◆ **Short problem 1**
In the El Nino passage, how likely does the World Meteorological Organization consider an El Nino occurrence in the coming months?
◆ **Short problem 2**
Please write the next part of the El Nino passage, picking up after its final sentence.

◆ **Supplied passage**

-*-

After three successive years of La Nina conditions, the world now faces the risk of an opposite phenomenon called El Nino that occurs as a result of warming of the ocean surface in the central and eastern tropical Pacific Ocean.

While La Nina usually results in above-normal rainfall in South and South-East Asia, the southern hemisphere, especially South America, usually faces less-than-normal precipitation. Now with El Nino, West Africa, South-East Asia and South Asia face the risk of below-normal precipitation.

The World Meteorological Organization has reckoned there is a high probability (as much as 90 per cent chance) of El Nino occurrence in the coming months. Yet, it is less clear how severe or mild the El Nino phenomenon would turn out to be.

South America is critical for the world agricultural market. Interestingly, the impact of El Nino on South America shows regional variation. While northern regions of South America face drier weather, the southern parts of South America face wetter weather.

-*-

◆ **Dataset content**
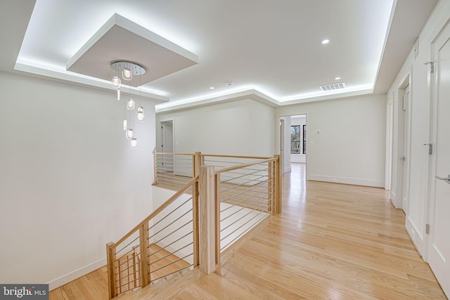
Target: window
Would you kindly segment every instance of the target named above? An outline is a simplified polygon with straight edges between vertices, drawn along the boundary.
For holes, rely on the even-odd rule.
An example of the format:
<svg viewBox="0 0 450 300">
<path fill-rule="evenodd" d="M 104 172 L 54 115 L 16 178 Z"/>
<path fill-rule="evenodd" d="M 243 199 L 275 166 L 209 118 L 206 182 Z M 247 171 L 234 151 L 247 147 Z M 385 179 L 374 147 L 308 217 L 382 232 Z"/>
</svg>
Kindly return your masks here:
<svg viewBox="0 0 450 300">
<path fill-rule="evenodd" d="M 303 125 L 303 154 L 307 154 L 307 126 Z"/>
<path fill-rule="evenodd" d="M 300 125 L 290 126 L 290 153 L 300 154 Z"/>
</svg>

-*-

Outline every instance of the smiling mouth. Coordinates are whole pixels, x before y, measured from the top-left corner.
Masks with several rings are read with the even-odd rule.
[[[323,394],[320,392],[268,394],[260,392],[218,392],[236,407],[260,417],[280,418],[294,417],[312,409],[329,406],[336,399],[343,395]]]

-*-

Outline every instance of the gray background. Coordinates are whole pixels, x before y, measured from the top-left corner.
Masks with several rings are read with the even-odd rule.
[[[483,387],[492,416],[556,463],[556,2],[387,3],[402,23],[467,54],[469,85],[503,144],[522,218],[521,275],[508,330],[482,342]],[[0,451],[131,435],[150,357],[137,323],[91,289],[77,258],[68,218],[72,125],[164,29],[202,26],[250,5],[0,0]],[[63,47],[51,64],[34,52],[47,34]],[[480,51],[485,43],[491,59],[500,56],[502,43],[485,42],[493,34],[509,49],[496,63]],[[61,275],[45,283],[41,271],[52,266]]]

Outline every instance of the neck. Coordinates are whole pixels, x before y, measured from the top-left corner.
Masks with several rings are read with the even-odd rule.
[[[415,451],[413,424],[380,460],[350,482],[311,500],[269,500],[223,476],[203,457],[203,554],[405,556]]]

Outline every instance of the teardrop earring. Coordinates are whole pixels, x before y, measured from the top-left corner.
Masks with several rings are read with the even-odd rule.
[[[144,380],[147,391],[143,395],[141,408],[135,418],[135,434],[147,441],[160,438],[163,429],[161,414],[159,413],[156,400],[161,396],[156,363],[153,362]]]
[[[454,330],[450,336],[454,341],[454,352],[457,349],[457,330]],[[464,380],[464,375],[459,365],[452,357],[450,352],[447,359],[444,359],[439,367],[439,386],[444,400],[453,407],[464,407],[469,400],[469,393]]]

-*-

◆ **Final result 1**
It sees a high probability, as much as a 90 percent chance.

◆ **Final result 2**
More importantly, during periods of El Nino, North America more often than not witnesses excellent spring weather that boosts agricultural production.

Given the likely geographic impact, the crops most vulnerable to El Nino include sugar, cocoa, coffee, rice and palm oil. In other words, the market for these commodities faces upside price risk. We are already witnessing price spikes.

For instance, cocoa prices continue to skyrocket to multi-year highs. The most active forward contract in New York, with a September maturity date, has reached $3,400 a tonne, highest level since December 2015. Trading at about Ringgit 3,700 a tonne, crude palm oil is set to spurt towards Ringgit 4,000 a tonne in anticipation of El Nino driven lower production two quarters from now. Other crops too show rising price levels.

Inflation worries

While inflation has generally shown signs of easing with tighter monetary conditions, any likely damage that El Nino would cause to these crops may slow the decline in inflation. If anything, developing countries are more vulnerable to the adverse effects of El Nino.

Dry weather that this phenomenon brings reduces the harvest size, tightens availability and pushes food prices up.

Also in tropical countries, El Nino-induced reduction in rainfall may result in reduced hydropower generation. If that combines with higher global energy prices (crude oil, natural gas) the emerging economies may face a double whammy of food inflation and energy inflation.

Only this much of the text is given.